Retype all of the entries word for word.

____________________

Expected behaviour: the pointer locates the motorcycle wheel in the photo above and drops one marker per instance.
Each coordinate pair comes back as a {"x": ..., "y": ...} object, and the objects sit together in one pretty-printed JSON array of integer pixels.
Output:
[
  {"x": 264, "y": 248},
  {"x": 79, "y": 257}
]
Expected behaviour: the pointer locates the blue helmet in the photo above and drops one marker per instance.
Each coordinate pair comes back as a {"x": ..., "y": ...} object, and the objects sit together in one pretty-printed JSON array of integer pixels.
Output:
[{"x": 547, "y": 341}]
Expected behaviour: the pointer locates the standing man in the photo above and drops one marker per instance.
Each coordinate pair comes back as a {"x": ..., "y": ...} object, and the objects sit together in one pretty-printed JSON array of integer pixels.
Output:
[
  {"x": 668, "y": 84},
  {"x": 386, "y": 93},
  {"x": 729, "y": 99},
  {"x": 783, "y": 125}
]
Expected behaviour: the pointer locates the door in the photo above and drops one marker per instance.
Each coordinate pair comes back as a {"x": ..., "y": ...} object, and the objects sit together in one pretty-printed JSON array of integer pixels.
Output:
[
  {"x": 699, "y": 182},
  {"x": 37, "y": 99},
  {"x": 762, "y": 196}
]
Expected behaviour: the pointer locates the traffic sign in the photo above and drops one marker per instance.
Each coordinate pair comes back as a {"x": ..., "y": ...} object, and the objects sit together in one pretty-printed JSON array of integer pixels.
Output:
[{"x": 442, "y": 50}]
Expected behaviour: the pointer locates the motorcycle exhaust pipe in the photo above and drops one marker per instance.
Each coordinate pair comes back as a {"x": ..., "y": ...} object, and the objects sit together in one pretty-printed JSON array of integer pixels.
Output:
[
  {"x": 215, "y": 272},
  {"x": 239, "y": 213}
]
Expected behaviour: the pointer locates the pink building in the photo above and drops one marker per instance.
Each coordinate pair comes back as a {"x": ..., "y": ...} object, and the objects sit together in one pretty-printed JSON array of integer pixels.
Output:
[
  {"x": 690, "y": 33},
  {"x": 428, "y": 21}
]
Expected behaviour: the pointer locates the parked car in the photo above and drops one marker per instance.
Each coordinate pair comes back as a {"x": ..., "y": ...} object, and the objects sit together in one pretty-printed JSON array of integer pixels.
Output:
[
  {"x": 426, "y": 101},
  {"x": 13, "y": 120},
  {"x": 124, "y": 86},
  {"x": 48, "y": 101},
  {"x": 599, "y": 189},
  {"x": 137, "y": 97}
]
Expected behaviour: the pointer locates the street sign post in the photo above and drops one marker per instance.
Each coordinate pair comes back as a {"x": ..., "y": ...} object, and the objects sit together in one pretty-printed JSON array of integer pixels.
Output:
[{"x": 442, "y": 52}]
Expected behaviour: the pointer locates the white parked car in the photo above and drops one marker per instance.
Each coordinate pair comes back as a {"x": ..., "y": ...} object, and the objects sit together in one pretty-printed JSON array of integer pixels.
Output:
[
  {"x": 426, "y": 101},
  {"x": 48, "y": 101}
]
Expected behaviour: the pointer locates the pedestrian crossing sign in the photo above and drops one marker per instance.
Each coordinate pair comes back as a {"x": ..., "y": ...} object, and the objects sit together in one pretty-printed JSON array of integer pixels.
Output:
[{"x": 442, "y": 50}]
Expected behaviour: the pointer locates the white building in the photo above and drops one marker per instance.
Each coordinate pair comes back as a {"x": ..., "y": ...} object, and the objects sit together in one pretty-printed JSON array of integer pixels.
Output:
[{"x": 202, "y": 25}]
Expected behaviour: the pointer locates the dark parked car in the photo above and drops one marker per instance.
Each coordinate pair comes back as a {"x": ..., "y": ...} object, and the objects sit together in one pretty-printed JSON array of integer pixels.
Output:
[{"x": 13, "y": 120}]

____________________

> Correct result
Expected behaviour: the pointer locates the motorcycle wheel in the photo above and drops one marker per instance.
Each coordinate pair comes back as a {"x": ..., "y": ...} object, and the objects sit together in one pretty-printed JSON array of integer pixels.
Output:
[
  {"x": 264, "y": 248},
  {"x": 79, "y": 257}
]
Expected behaviour: the pointer locates the blue helmet in the photo above and drops one marker per instance.
Each coordinate pair comes back as a {"x": ..., "y": ...} object, and the objects sit together in one pretty-printed JSON array of integer pixels.
Output:
[{"x": 547, "y": 341}]
Expected behaviour: the pointer locates the standing man in the photo above and drops one marker per instance.
Each coordinate pair comes back as a {"x": ..., "y": ...} object, and the objects sit together in one pretty-printed JSON array of integer pixels.
Output:
[
  {"x": 668, "y": 84},
  {"x": 386, "y": 93},
  {"x": 729, "y": 99},
  {"x": 783, "y": 125}
]
Expected behaviour: the pointer locates the door in the photo above and drops one marker per instance.
Each coordinate pair comes back as a {"x": ..., "y": ...} object, and the objects sit together in one pretty-printed JSON array of integer pixels.
Output:
[
  {"x": 699, "y": 182},
  {"x": 37, "y": 99},
  {"x": 762, "y": 196}
]
Expected behaviour: the pointer locates the traffic sign in the photo above and drops one marker per instance.
Each coordinate pair comes back as a {"x": ..., "y": ...} object, and the objects sit together in one pretty-printed JSON array of integer pixels.
Output:
[{"x": 442, "y": 50}]
Expected behaviour: the pointer locates the motorcycle exhaust pipe in the photo above and drops one marker per instance.
Each coordinate pair comes back as a {"x": ..., "y": ...} object, and the objects sit together in one pretty-printed JSON array of integer pixels.
Output:
[
  {"x": 215, "y": 272},
  {"x": 239, "y": 213}
]
Expected behaviour: the pointer locates the pink building in the photo above and drops one marker per instance.
Each coordinate pair comes back as a {"x": ..., "y": ...} object, and the objects sit together in one pretty-printed JSON array of integer pixels.
Output:
[
  {"x": 690, "y": 33},
  {"x": 428, "y": 21}
]
Expected behaviour: the pointer locates the parked car in the photo above and drops one marker per instance.
Each coordinate pair comes back as a {"x": ..., "y": ...} object, and the objects sit together in one pretty-printed JSON array of integer pixels.
Output:
[
  {"x": 426, "y": 101},
  {"x": 13, "y": 120},
  {"x": 124, "y": 86},
  {"x": 48, "y": 101},
  {"x": 599, "y": 189},
  {"x": 137, "y": 97}
]
Expected behaviour: the pointer locates the street sign post in the photo above and drops one marker per instance.
Each coordinate pair comes back as a {"x": ..., "y": ...} object, and the objects sit together in one pretty-printed JSON array of integer pixels.
Output:
[{"x": 442, "y": 52}]
Expected behaviour: the pointer locates the white parked car in the photo above and drops one marker per instance.
Each coordinate pair comes back as a {"x": ..., "y": ...} object, and the objects sit together in one pretty-printed JSON array of integer pixels.
Output:
[
  {"x": 426, "y": 101},
  {"x": 48, "y": 101}
]
Expected behaviour: the pointer locates the pedestrian crossing sign in the photo above and drops one marker per instance.
Each coordinate pair comes back as a {"x": ..., "y": ...} object, and the objects sit together in one pretty-printed JSON array of integer pixels.
Output:
[{"x": 442, "y": 50}]
Expected behaviour: the pointer locates the white building in the photo above and drops one marker per instance.
Each coordinate pair comes back as a {"x": ..., "y": ...} object, and the objects sit together in one pretty-printed JSON array of integer pixels.
Output:
[{"x": 202, "y": 25}]
Expected behaviour: the pointer locates the dark parked car in the photo above and drops one marker per instance.
Each coordinate pair comes back as a {"x": ..., "y": ...} object, and the objects sit together in one pretty-printed JSON array of integer pixels.
Output:
[{"x": 13, "y": 120}]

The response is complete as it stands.